Recent work on monoacid TAGs based on stearic (S), palmitic (P), miristic (M), and lauric (L) fatty acids (with 18, 16, 14, and 12 carbon atoms in their chain, respectively) showed that distinct thermal treatments and starting polymorphs (α or β′) led to diverse β forms with similar subcell structure during polymorphic transformations [18]. Since further research is still needed for a better characterization of different β' and β submodifications in monoacid TAGs, these forms will be simply referred to as β' and β in this work.

The nucleation time at different crystallization temperatures was determined for main α, β′ and β polymorphs. As described further on, least stable sub-α form (see Table 1) was only detected by SR-XRD, and obtained from α form through a α → sub-α polymorphic transformation when PPP was cooled to sub-zero temperatures at high rates of 15 °C min−1 during dynamic experiments, that is when a sufficient amount of metastable α phase was formed.

(Provided data)
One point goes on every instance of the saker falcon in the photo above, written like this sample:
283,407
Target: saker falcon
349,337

(Objective) Reproduce verbatim the part of the passage on TAG polymorphs between "Recent work on" and "in this work.", inclusive.

(The output)
Recent work on monoacid TAGs based on stearic (S), palmitic (P), miristic (M), and lauric (L) fatty acids (with 18, 16, 14, and 12 carbon atoms in their chain, respectively) showed that distinct thermal treatments and starting polymorphs (α or β′) led to diverse β forms with similar subcell structure during polymorphic transformations [18]. Since further research is still needed for a better characterization of different β' and β submodifications in monoacid TAGs, these forms will be simply referred to as β' and β in this work.